──────── Data shown

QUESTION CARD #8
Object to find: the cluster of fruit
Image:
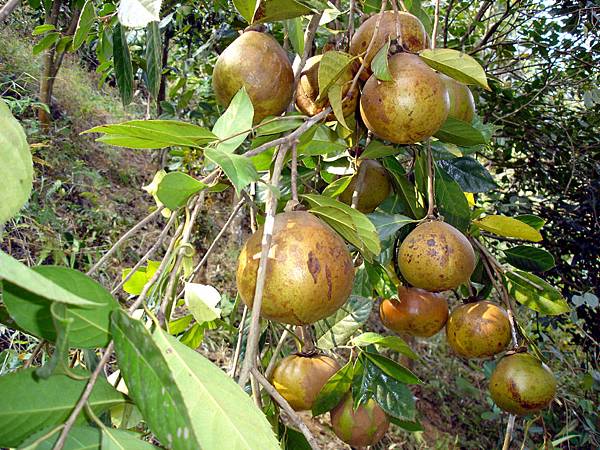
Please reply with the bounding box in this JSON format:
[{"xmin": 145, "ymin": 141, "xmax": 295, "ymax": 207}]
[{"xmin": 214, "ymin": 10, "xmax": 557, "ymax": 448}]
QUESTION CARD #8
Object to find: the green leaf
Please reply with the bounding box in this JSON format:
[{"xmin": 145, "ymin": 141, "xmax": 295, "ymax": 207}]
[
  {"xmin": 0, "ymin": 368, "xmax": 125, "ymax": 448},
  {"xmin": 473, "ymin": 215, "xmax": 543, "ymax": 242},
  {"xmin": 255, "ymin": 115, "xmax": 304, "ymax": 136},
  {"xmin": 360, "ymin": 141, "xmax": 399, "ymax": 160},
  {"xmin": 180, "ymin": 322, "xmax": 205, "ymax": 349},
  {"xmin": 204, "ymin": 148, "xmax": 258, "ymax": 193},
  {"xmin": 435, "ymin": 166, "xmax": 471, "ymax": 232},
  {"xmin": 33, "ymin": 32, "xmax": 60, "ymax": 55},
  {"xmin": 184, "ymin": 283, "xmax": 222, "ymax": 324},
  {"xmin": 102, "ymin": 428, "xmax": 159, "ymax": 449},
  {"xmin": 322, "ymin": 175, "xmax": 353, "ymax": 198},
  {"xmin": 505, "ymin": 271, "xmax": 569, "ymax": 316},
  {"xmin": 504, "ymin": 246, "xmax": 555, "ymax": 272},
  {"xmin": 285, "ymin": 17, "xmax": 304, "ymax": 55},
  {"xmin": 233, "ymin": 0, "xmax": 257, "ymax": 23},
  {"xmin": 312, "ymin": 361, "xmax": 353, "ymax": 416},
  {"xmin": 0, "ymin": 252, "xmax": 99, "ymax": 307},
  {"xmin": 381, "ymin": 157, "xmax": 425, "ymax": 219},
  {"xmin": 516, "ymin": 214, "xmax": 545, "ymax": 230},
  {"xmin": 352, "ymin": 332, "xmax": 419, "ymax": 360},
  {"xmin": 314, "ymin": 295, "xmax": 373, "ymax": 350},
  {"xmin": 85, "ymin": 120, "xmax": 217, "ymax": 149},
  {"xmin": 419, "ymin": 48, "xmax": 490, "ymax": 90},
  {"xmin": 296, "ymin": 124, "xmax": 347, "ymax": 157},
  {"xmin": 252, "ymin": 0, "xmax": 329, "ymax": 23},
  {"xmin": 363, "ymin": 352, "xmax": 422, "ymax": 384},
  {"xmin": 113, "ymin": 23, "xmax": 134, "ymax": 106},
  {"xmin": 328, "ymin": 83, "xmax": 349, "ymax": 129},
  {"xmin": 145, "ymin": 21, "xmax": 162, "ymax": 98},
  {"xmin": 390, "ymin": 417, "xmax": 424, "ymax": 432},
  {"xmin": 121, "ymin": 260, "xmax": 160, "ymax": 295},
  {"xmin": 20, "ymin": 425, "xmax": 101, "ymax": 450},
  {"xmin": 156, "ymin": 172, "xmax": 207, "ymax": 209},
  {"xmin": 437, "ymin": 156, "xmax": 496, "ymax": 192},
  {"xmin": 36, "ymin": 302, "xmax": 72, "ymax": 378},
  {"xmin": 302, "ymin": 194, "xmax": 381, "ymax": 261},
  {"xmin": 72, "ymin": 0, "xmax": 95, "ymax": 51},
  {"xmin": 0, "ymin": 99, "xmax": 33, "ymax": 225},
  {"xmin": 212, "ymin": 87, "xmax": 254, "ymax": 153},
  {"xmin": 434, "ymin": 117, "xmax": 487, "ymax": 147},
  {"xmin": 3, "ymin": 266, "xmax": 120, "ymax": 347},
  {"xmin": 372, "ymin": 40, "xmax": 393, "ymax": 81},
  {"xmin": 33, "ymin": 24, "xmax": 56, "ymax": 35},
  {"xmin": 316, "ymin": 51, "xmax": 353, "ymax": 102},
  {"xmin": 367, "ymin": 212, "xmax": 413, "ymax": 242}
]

────────────────

● Task prompt
Your answer must be the full listing, reproduced word for word, without its pictures.

● Answer area
QUESTION CARD #8
Object to find: the cluster of fruit
Image:
Please reply with the bounding box in this JSON format:
[{"xmin": 145, "ymin": 141, "xmax": 295, "ymax": 207}]
[{"xmin": 214, "ymin": 10, "xmax": 557, "ymax": 448}]
QUESTION CARD #8
Object to find: the green leaf
Please reply with the bounding box in this JSON format:
[{"xmin": 145, "ymin": 141, "xmax": 295, "ymax": 207}]
[
  {"xmin": 0, "ymin": 368, "xmax": 125, "ymax": 448},
  {"xmin": 473, "ymin": 215, "xmax": 543, "ymax": 242},
  {"xmin": 255, "ymin": 115, "xmax": 304, "ymax": 136},
  {"xmin": 360, "ymin": 141, "xmax": 399, "ymax": 160},
  {"xmin": 180, "ymin": 322, "xmax": 205, "ymax": 349},
  {"xmin": 204, "ymin": 148, "xmax": 258, "ymax": 193},
  {"xmin": 435, "ymin": 166, "xmax": 471, "ymax": 232},
  {"xmin": 33, "ymin": 32, "xmax": 60, "ymax": 55},
  {"xmin": 184, "ymin": 283, "xmax": 222, "ymax": 324},
  {"xmin": 102, "ymin": 428, "xmax": 159, "ymax": 449},
  {"xmin": 322, "ymin": 175, "xmax": 353, "ymax": 198},
  {"xmin": 505, "ymin": 271, "xmax": 569, "ymax": 316},
  {"xmin": 504, "ymin": 246, "xmax": 555, "ymax": 272},
  {"xmin": 285, "ymin": 17, "xmax": 304, "ymax": 55},
  {"xmin": 233, "ymin": 0, "xmax": 257, "ymax": 23},
  {"xmin": 312, "ymin": 361, "xmax": 353, "ymax": 416},
  {"xmin": 0, "ymin": 252, "xmax": 99, "ymax": 307},
  {"xmin": 381, "ymin": 157, "xmax": 425, "ymax": 219},
  {"xmin": 516, "ymin": 214, "xmax": 545, "ymax": 230},
  {"xmin": 352, "ymin": 332, "xmax": 419, "ymax": 360},
  {"xmin": 314, "ymin": 295, "xmax": 373, "ymax": 350},
  {"xmin": 85, "ymin": 120, "xmax": 217, "ymax": 149},
  {"xmin": 419, "ymin": 48, "xmax": 490, "ymax": 90},
  {"xmin": 296, "ymin": 124, "xmax": 347, "ymax": 157},
  {"xmin": 252, "ymin": 0, "xmax": 329, "ymax": 23},
  {"xmin": 363, "ymin": 352, "xmax": 422, "ymax": 384},
  {"xmin": 113, "ymin": 23, "xmax": 134, "ymax": 106},
  {"xmin": 328, "ymin": 83, "xmax": 349, "ymax": 129},
  {"xmin": 145, "ymin": 21, "xmax": 162, "ymax": 98},
  {"xmin": 390, "ymin": 417, "xmax": 424, "ymax": 432},
  {"xmin": 121, "ymin": 260, "xmax": 160, "ymax": 295},
  {"xmin": 20, "ymin": 425, "xmax": 101, "ymax": 450},
  {"xmin": 156, "ymin": 172, "xmax": 207, "ymax": 209},
  {"xmin": 437, "ymin": 156, "xmax": 496, "ymax": 192},
  {"xmin": 36, "ymin": 302, "xmax": 72, "ymax": 378},
  {"xmin": 302, "ymin": 194, "xmax": 381, "ymax": 261},
  {"xmin": 72, "ymin": 0, "xmax": 95, "ymax": 51},
  {"xmin": 0, "ymin": 99, "xmax": 33, "ymax": 225},
  {"xmin": 212, "ymin": 87, "xmax": 254, "ymax": 153},
  {"xmin": 434, "ymin": 117, "xmax": 487, "ymax": 147},
  {"xmin": 3, "ymin": 266, "xmax": 120, "ymax": 347},
  {"xmin": 372, "ymin": 40, "xmax": 393, "ymax": 81},
  {"xmin": 33, "ymin": 24, "xmax": 56, "ymax": 35},
  {"xmin": 316, "ymin": 51, "xmax": 353, "ymax": 102},
  {"xmin": 367, "ymin": 212, "xmax": 413, "ymax": 242}
]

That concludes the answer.